**Exercise description:**
Extract each line of the data below exactly as written.
=== Data under study ===
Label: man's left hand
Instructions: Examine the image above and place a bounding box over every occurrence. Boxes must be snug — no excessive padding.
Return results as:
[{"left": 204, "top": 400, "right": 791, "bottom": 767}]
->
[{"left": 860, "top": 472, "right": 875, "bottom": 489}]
===
**Output:**
Label: man's left hand
Instructions: Examine the image above and place a bounding box over every occurrence. Boxes must be snug — no excessive padding.
Return results as:
[{"left": 204, "top": 400, "right": 791, "bottom": 767}]
->
[{"left": 860, "top": 472, "right": 875, "bottom": 489}]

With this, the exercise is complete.